▼▼▼
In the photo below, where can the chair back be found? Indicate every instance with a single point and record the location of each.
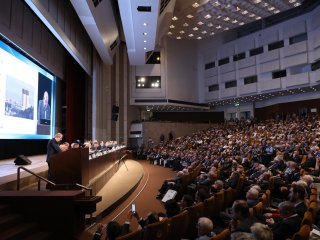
(224, 235)
(135, 235)
(303, 233)
(208, 207)
(157, 231)
(195, 212)
(178, 225)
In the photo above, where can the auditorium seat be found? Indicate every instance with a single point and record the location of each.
(135, 235)
(157, 231)
(178, 225)
(223, 235)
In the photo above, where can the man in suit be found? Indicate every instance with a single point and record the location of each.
(53, 148)
(44, 110)
(288, 225)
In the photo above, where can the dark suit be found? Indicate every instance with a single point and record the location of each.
(44, 112)
(286, 227)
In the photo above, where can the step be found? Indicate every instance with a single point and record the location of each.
(19, 231)
(9, 220)
(40, 236)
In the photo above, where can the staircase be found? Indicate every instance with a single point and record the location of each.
(15, 226)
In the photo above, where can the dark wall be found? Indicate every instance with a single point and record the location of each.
(203, 117)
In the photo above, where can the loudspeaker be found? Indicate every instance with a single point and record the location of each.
(114, 117)
(22, 160)
(115, 109)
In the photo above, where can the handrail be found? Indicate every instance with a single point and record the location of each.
(44, 179)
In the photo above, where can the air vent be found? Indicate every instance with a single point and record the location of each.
(144, 8)
(113, 45)
(96, 2)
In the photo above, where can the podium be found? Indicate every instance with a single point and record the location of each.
(70, 167)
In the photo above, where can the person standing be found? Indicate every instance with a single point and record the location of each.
(53, 148)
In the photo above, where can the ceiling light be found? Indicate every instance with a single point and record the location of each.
(215, 4)
(244, 12)
(195, 5)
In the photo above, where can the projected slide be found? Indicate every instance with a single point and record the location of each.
(26, 100)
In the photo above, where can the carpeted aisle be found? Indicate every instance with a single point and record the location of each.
(144, 196)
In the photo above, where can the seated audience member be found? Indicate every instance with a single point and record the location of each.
(186, 202)
(241, 219)
(152, 217)
(261, 231)
(205, 227)
(288, 225)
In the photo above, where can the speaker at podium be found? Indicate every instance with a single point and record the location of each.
(22, 160)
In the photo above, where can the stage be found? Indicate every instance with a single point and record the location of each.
(127, 176)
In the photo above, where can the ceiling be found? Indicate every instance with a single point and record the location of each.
(188, 19)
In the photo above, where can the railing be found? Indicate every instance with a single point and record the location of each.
(45, 180)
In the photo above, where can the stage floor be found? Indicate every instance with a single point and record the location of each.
(8, 170)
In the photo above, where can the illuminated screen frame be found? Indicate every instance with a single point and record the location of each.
(24, 111)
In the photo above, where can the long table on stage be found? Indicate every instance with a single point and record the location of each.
(73, 166)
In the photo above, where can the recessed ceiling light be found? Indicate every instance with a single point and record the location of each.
(195, 5)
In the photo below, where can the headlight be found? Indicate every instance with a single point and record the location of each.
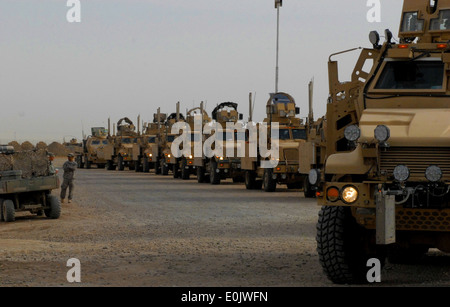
(352, 133)
(314, 176)
(349, 194)
(382, 133)
(401, 173)
(433, 173)
(333, 194)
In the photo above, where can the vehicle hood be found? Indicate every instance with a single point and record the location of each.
(408, 127)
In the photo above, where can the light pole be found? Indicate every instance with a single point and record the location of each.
(278, 4)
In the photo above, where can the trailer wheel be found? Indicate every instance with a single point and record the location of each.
(9, 211)
(214, 176)
(250, 180)
(121, 165)
(146, 165)
(269, 184)
(184, 172)
(307, 189)
(200, 174)
(344, 246)
(55, 207)
(175, 170)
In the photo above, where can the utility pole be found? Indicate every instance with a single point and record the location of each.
(278, 4)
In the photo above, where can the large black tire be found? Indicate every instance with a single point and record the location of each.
(9, 211)
(87, 163)
(214, 177)
(184, 171)
(146, 165)
(344, 246)
(164, 168)
(269, 184)
(55, 207)
(200, 174)
(110, 165)
(250, 180)
(175, 170)
(308, 189)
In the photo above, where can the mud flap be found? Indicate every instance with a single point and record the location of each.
(385, 218)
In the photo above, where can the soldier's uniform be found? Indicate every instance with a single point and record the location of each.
(69, 168)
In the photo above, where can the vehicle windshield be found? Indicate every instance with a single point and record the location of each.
(284, 134)
(299, 134)
(412, 75)
(195, 137)
(129, 140)
(441, 23)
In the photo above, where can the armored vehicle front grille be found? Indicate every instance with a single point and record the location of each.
(291, 155)
(417, 159)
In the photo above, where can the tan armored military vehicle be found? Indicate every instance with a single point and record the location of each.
(223, 166)
(122, 146)
(192, 164)
(92, 150)
(386, 180)
(281, 109)
(148, 144)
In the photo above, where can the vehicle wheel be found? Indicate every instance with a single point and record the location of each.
(214, 176)
(409, 255)
(250, 180)
(200, 174)
(79, 162)
(121, 165)
(9, 211)
(184, 172)
(55, 207)
(294, 185)
(146, 165)
(344, 246)
(307, 189)
(269, 184)
(158, 167)
(87, 163)
(164, 168)
(110, 165)
(175, 170)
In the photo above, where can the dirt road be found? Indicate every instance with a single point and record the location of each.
(135, 229)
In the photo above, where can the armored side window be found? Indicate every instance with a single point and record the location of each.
(299, 134)
(442, 22)
(416, 75)
(411, 23)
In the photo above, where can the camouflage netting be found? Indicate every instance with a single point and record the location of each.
(16, 146)
(32, 163)
(41, 145)
(27, 146)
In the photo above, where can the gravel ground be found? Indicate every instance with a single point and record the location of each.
(135, 229)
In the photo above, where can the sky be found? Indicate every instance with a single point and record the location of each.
(129, 57)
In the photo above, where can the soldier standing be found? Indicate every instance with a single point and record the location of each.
(69, 168)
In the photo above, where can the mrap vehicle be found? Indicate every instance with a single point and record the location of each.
(385, 185)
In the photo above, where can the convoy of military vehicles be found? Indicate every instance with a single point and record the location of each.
(378, 167)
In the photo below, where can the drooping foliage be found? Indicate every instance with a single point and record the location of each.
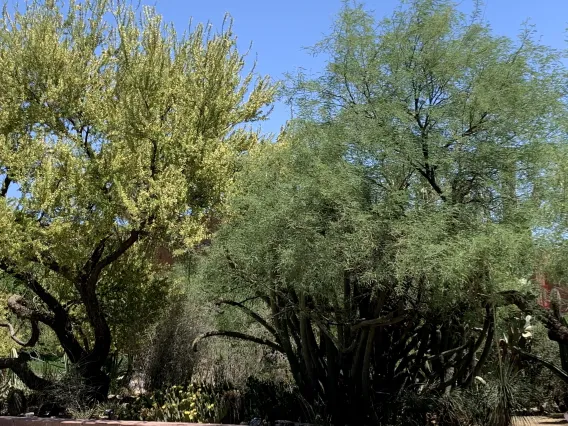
(118, 137)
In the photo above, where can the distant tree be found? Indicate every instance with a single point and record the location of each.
(117, 136)
(375, 240)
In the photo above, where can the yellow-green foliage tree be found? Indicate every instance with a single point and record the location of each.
(117, 135)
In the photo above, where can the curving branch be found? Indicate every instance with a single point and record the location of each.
(560, 373)
(379, 322)
(250, 313)
(557, 330)
(237, 335)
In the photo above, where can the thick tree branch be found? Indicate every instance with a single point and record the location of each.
(33, 338)
(250, 313)
(5, 186)
(237, 335)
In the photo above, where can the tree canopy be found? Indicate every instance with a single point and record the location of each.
(374, 240)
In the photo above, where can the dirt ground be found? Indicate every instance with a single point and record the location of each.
(535, 421)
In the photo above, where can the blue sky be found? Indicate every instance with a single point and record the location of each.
(281, 29)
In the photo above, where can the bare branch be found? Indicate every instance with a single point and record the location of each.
(560, 373)
(33, 338)
(5, 186)
(237, 335)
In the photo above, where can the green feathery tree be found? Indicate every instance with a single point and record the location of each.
(117, 136)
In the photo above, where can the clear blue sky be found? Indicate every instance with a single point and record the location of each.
(281, 29)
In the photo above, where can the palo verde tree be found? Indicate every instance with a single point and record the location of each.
(375, 240)
(117, 136)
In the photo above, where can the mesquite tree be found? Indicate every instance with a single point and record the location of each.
(373, 242)
(117, 136)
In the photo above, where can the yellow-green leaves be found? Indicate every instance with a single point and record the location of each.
(112, 123)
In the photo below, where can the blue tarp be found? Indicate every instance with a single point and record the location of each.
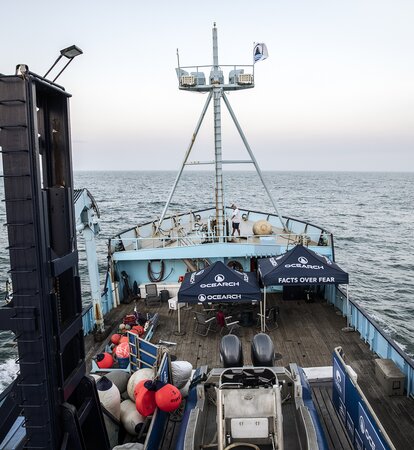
▲▲▲
STATED TASK: Recast the items from the line containing "In the photo above, where can the distant" through the end of the items as a JSON list of strings, one string per line, with blank lines omitted. Leave the pictures out of the answer.

RESPONSE TO THE EXERCISE:
[
  "In the photo above, where can the distant tree be found? Indicate every instance with a single point and record the location of each.",
  "(117, 136)",
  "(375, 240)",
  "In the photo above, where can the yellow-green foliage tree be found? Indicate every instance with a single point and record the location of each.",
  "(117, 135)",
  "In the photo above, where can the curving branch be found? Indicate every instance with a single point and record the location of each.",
  "(560, 373)",
  "(379, 322)",
  "(250, 313)",
  "(557, 330)",
  "(237, 335)",
  "In the photo above, where can the thick tree branch be found? Indicate every instance with a single point and record the location of each.",
  "(33, 338)",
  "(250, 313)",
  "(5, 186)",
  "(237, 335)",
  "In the photo above, where can the tree canopy be found? Indicate every instance with a single point and record the location of each.",
  "(374, 240)",
  "In the photo above, where can the dirt ground be found? Indicate every instance with a single point and record the location of each.",
  "(535, 421)",
  "In the photo above, where can the blue sky be found? Indicate every instance with a single point and record the location of each.",
  "(281, 29)",
  "In the photo above, where can the bare branch be found? Indicate every instance with a single point and record the location of each.",
  "(560, 373)",
  "(33, 338)",
  "(5, 186)",
  "(237, 335)",
  "In the photo above, where can the green feathery tree be found? Indicate every instance with a single point and record the location of each.",
  "(117, 136)",
  "In the photo above, where can the clear blue sky be found? Indicate every instance with a single point and record the location of each.",
  "(281, 29)",
  "In the photo above, where can the palo verde tree be found? Indicate every instance with a single point and record the location of each.",
  "(375, 240)",
  "(117, 136)",
  "In the photo above, where can the mesquite tree be found? Indicate every instance with a single point and record the location of each.",
  "(373, 242)",
  "(117, 136)",
  "In the photo above, where can the yellow-green leaves be found? Indicate every instance with a single point and record the location of each.",
  "(112, 123)",
  "In the photo below, where can the blue tarp be found? Indicate every instance with a single point and record the location of each."
]